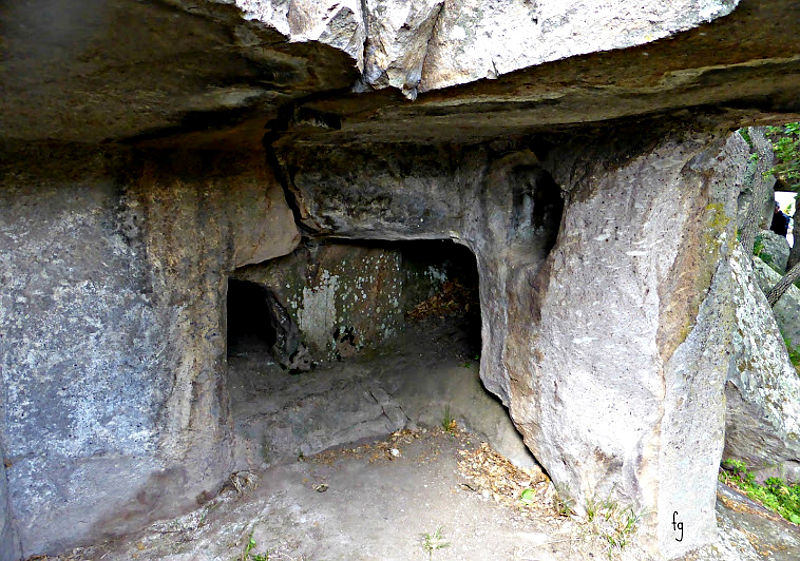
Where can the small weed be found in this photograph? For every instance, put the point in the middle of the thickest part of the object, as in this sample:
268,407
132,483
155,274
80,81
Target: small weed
613,523
247,554
563,506
448,422
775,494
794,352
433,542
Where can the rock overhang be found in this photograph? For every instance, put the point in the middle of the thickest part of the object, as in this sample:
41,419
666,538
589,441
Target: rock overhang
203,76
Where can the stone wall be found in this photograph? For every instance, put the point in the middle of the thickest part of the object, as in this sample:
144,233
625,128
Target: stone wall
596,324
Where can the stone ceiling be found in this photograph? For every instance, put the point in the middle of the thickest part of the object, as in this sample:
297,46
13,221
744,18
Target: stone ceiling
172,73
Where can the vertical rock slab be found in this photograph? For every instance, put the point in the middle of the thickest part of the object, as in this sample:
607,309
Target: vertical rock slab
9,543
606,330
763,388
80,365
617,353
112,322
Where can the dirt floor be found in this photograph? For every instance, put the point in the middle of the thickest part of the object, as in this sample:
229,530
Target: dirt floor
426,495
430,490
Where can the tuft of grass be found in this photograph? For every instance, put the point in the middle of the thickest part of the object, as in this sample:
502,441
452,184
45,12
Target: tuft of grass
247,554
776,495
433,542
613,523
448,421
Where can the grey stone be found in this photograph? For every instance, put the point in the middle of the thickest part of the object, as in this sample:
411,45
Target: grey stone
474,39
557,321
762,418
774,249
760,159
9,543
397,44
113,414
787,309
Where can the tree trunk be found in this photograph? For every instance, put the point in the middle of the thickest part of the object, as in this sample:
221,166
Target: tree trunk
782,286
794,255
761,189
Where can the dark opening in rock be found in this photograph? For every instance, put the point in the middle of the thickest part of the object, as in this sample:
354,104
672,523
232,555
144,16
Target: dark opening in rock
394,333
249,318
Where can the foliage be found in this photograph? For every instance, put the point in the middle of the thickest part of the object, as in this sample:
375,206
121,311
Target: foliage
448,421
613,523
785,142
434,541
746,135
247,554
775,494
758,250
794,352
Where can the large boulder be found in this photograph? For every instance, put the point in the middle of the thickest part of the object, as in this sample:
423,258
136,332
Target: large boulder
762,418
607,340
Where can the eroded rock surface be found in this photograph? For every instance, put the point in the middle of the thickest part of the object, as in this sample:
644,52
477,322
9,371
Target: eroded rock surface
786,309
762,388
113,332
774,250
548,302
564,179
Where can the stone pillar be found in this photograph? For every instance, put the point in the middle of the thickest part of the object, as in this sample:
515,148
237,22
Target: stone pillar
605,329
617,352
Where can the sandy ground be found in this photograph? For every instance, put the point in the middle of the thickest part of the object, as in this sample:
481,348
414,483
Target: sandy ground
421,494
370,503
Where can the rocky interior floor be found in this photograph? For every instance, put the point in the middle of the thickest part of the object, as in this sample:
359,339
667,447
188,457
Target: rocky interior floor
385,498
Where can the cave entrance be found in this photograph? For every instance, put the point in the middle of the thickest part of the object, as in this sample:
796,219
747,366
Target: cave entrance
250,325
343,342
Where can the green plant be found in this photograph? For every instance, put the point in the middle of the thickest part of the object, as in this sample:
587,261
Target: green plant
563,506
775,494
611,522
248,556
794,351
433,542
746,135
785,142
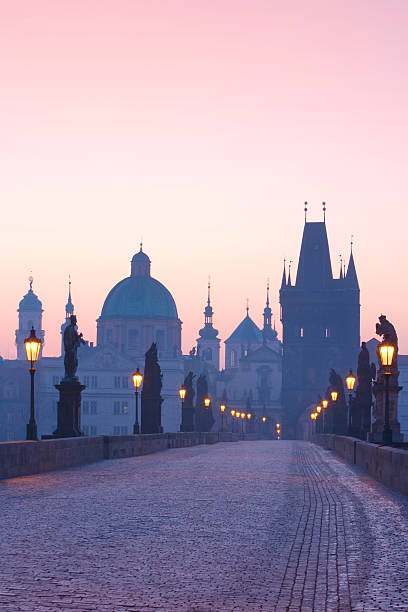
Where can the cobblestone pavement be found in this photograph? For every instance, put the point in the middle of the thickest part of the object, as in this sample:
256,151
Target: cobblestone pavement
250,526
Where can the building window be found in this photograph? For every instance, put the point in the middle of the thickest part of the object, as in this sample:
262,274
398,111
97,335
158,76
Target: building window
133,338
208,355
160,339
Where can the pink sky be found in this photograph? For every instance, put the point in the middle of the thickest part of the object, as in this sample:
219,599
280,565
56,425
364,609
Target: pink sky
201,126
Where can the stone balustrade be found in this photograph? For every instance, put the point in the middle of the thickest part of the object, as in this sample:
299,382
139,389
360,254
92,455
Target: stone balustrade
28,457
386,464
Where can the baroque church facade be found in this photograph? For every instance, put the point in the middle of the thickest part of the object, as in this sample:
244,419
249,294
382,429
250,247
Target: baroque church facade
320,316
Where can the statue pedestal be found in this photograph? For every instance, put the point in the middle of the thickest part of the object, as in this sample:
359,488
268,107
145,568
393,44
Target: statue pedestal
379,390
69,409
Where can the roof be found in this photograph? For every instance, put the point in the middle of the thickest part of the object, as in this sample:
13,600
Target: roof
263,355
314,270
139,296
247,332
30,302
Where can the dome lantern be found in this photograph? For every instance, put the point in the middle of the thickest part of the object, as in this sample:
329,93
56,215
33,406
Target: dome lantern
140,265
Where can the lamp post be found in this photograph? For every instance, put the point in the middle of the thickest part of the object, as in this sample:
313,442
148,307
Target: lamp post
32,345
350,382
137,381
325,403
387,355
249,417
222,408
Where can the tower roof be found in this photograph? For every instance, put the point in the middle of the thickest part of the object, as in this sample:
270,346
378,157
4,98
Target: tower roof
351,279
314,270
247,332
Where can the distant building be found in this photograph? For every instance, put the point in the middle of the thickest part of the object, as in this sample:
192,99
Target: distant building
321,324
139,310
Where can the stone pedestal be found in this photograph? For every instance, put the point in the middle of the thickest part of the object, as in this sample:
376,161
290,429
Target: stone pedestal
69,409
379,390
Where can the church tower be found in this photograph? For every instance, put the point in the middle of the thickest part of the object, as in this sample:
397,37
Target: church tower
269,334
29,315
208,344
321,323
69,310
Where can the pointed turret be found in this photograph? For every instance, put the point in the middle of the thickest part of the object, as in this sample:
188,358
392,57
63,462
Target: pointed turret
283,284
314,269
351,276
69,311
208,344
268,334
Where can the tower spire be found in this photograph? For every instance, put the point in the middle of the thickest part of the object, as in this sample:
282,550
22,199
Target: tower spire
69,307
289,279
283,284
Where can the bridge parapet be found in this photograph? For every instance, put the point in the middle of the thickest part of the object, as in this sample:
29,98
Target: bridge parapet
386,464
28,457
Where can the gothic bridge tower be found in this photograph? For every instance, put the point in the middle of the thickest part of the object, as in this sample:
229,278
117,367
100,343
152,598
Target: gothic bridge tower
321,323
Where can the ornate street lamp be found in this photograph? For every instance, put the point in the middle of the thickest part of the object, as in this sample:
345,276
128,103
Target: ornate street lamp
387,355
222,408
350,382
32,345
325,403
137,381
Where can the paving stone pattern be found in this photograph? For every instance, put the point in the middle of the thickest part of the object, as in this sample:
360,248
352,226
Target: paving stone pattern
251,526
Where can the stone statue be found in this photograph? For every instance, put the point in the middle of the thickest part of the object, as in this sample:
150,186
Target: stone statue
187,415
72,341
204,417
386,329
151,398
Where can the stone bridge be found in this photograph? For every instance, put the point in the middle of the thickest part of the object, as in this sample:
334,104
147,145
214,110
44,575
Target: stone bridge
262,525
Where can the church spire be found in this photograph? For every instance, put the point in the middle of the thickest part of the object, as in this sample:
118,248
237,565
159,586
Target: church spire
289,279
208,311
351,276
69,307
283,284
267,311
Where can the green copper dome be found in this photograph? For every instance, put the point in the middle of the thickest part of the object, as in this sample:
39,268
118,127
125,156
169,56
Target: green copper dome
139,295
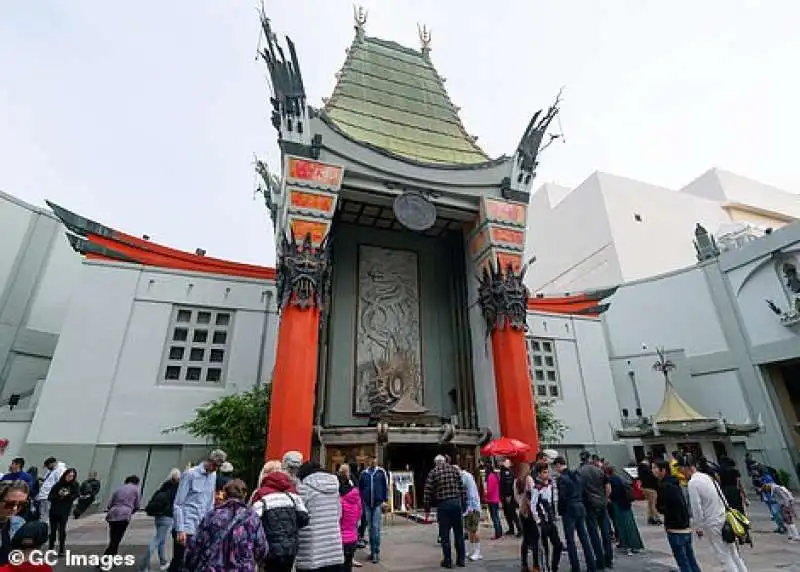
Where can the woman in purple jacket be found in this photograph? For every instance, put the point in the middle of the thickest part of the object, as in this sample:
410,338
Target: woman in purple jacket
124,502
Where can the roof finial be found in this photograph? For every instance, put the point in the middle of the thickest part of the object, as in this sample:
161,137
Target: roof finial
359,19
424,38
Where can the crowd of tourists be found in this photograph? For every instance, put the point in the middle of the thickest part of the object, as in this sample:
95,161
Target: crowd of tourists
302,517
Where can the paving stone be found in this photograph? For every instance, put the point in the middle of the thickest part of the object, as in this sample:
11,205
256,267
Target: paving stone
411,547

▶ [Task details]
Print the whole listing above once more, word for word, without its pictures.

▶ [Solution to the exercise]
Where can the small weed be found in this photograph? For every instance, put the point in the middle of the thickest part of the object, as in this sample:
268,407
132,483
155,274
80,81
Target: small weed
613,523
247,554
563,506
448,422
775,494
794,352
433,542
Where can the rock overhang be found in this photograph? For every instance, put the point in the middle of the thickest part of the object, as in this sample:
41,419
666,538
589,441
Target: rock overhang
203,76
Where can the stone wall be found in this photograph? For every instance, put the point in the middle of the thickest part of the object, as in this sample:
144,233
625,128
Target: stone wall
596,324
Where can the stone ceiling be found in this photograph? For every instance, put the point in the middle of the thickest part of the object, as in this sample:
297,46
13,221
744,18
Target: stone ceiling
172,73
Where can the vertical rock slab be found in this photograph? For every instance, put the point in the middle of the thickest part of the object, as in this sample:
607,309
Target: vertical rock slab
9,543
606,330
763,388
80,365
617,353
112,322
Where can the dirt floor be found in this photograph? For every instance, put the point in the middle of the thickest part of the object, as in this sample:
229,530
Target: dirt floor
426,495
430,490
Where can the tuft of grass be found in this photograph? For every instance, put the point in the middle of the thickest part of the object, as in this sample:
502,441
452,184
45,12
Target: tuft of grass
247,554
776,495
433,542
613,523
448,421
Where can the grey stone be found in this photograph? For every instance, put the point in the middle of the thickest part of the object, as in this sample:
411,45
Target: grey stone
474,39
557,321
762,418
774,249
760,159
9,543
397,44
113,414
787,309
Where can the tree trunk be found in this photograph? For every instance, put the point in the middle of the thickest part of the object, as in this sample:
221,166
Target: tree trunk
782,286
794,255
761,189
Where can the dark opening in rock be found in this photograph? For every instance, put the point in the middle of the thickest part of the object, as in this sample:
354,104
672,523
232,555
144,16
Target: dark opening in rock
394,333
249,318
Where can the foliage be found in this photograph? For every instance, put the point in the middle of the thickest part of the object, as in this sample:
375,206
121,311
Target: foliage
448,421
613,523
785,142
434,541
746,135
247,554
775,494
758,250
794,352
Where can the large boulder be found in this photograph? For every instance, put the point in the middle of the thickest part of the object, as in this sample:
423,258
136,332
Target: large boulder
762,418
607,340
Where can the eroded rock surface be found in this photograph? For every instance, put the point in the middle of the thickest part of the object, as in this sample:
644,52
477,322
9,371
Target: eroded rock surface
786,309
762,388
113,332
774,250
548,302
564,179
Where can the stone pillar be found in this photograph? For every instance, put the point in the middle of the thickest part of the object, as in this sample:
515,148
237,22
Target: stone pillar
605,329
617,352
Where can the sandy ground be found in this photograph? For every instance, put the point in the middle of the thickest part of the object, as in this sample:
481,348
414,483
Target: sandy ground
421,494
370,503
Where can the rocky interior floor be found in this photograph? For every instance, put the point in the middle of the thickest part of the object, as in this sample:
359,339
667,447
188,457
Target: rocky interior floor
385,498
Where can the cave entrance be found in this photograph? For every instance, put the point in the middle of the thickest part of the object, as in this sample:
796,219
747,366
Target: cave entrance
250,325
343,342
Where can the green plant be found in this photograph? For every instance, put the point in the middle of the thickest part of the object, as in this sample:
587,261
Target: green plant
563,506
775,494
611,522
248,556
794,351
433,542
746,135
785,142
Where can the cobblestone pavement be found in this photograph? For every instance, put the point in the middle of the thickest part of the object, as in this sample:
256,151
Target: cobblestone pavement
250,526
Where can the building window be found in this photograph? For every instance, put the point in the middle of the thickest part of the object, as in this sample:
262,274
398,111
97,335
158,76
Target: building window
133,338
208,355
160,339
Where can the pink sky be found in this photograph? For every instance, put the point in the middle of the thickest part of the object, as in this sample:
219,599
280,565
56,425
364,609
Target: pink sky
201,126
Where can the stone balustrade be found in this photograph? For every instance, put the point in the middle of the thickest part of the object, as in this sample:
299,382
139,389
360,254
92,455
Target: stone balustrade
28,457
386,464
Where can the baroque church facade be found in this photograph? For every instance, put the point in the middle of the thickest part of the object, as in this sample:
244,419
249,294
382,429
250,247
Target: baroque church facade
320,316
Where can the statue pedestal be found in this photograph? For every instance, put the point in the middle of the thickest part of the object, as in this sample:
359,488
268,107
145,568
393,44
Target: statue pedestal
379,390
69,409
Where can the roof be found in this photograph? For every instance, put the point in the middle of the thickest part of the object, as in this sample:
13,600
Target: roof
263,355
314,270
139,296
247,332
30,302
Where can the dome lantern be found in this photograph? For every instance, put the point in the middle of the thickest part of the object, as in this sample:
329,93
56,215
33,406
Target: dome lantern
140,265
Where can the lamp post be found in this photograph? For every instance, put the point in the middle of the thickest part of the object, as in this sample:
313,442
148,307
Target: lamp post
32,345
350,382
137,381
325,403
387,355
249,417
222,408
Where can the tower roof be found in this photograph? For every instance, put the point in the middle of the thickest part of the object, as in this sample:
270,346
378,157
4,98
Target: tower roof
351,279
314,270
247,332
Where can the distant building be found in this photograph? For every instance, put the point in the middle of the thickest part of the object, as in this sample:
192,99
Target: distant building
321,324
139,310
Where can the stone pedestal be found in this photograph? For every instance, put the point in the middle of the thickest part of the object, as in this sample:
376,161
290,429
Target: stone pedestal
69,409
379,390
Where can the church tower be found in this photograph? For every instance, put the point in the middle of the thickest part of the object, as in this sample:
397,37
Target: church tower
269,334
29,315
208,344
321,323
69,310
Where can the pointed turret be found in this photograph? For every instance, put the point in the middle of the thickest part of the object, as in this sample:
188,358
392,57
63,462
Target: pointed turret
283,284
314,269
351,276
69,311
208,344
268,334
Where can the tower spire be found in this photograph? For every instance, put the point in the middle of the thickest part of the object, as in this sample:
282,550
22,199
Target: tower spire
69,307
289,279
283,284
Where can the bridge parapet be found in this photograph? For every instance, put the point in the middle of the thickest part of the object, as in this sample:
29,98
Target: bridge parapet
386,464
28,457
Where can the gothic bridge tower be found in this photograph? For every instance, put the point in the middle of the thickest part of the object, as in this sample:
229,278
117,367
100,343
152,598
Target: gothic bridge tower
321,323
Where can the ornate street lamp be found in this photograph? For every instance, put the point in the middle of the thickest part of the object, as in this sample:
345,276
128,103
Target: ornate street lamp
387,355
222,408
350,382
32,345
325,403
137,381
Where can the paving stone pattern be found in this photograph? For every instance, put the point in the middle of the thickest part of the object, as in this sample:
360,248
352,226
Target: paving stone pattern
251,526
Where can the stone statue be found in this photograph? For every instance, put the point in the middle of the thickest part of the object, as in this sample:
150,186
Target: stone statue
187,415
72,341
204,417
386,329
151,398
Where can the stone bridge be found in this photograph? For every instance, put the point in the middle of the thickest part of the object, as in this sample:
334,104
147,145
214,110
44,575
Target: stone bridge
262,525
Where can the church spire be found in this photograph? For every instance, put the point in the middle of the thickest part of the object, as in this sample:
118,248
237,565
159,586
Target: church spire
289,279
208,311
351,276
69,307
283,284
267,311
Where can the green copper dome be found in this photograph? For every instance, put the point in the middle of the thickest part of the object, as in this sample:
39,268
118,127
125,156
169,56
Target: green copper dome
139,295
Where can the woman in purple jacket be found in this photograph? For every instance, put the point in the middle of the thickest part of the object, as in this sample:
410,338
Target: woman in purple jacket
124,502
Where can the roof finial be found in this photograph? For every instance, put the point in the middle of the thickest part of the object, as in this sample:
161,137
Target: roof finial
359,19
424,38
Where can the crowd of tourists be found in this photograph? For every instance, put the point in the middle of the thickest part of the object, as in this sample:
95,161
Target: crowd of tourists
302,517
Where can the paving stone be found in this photograph? For every instance, put the point in the middle of the thickest part of the object, as in this sample:
11,205
256,267
Target: paving stone
411,547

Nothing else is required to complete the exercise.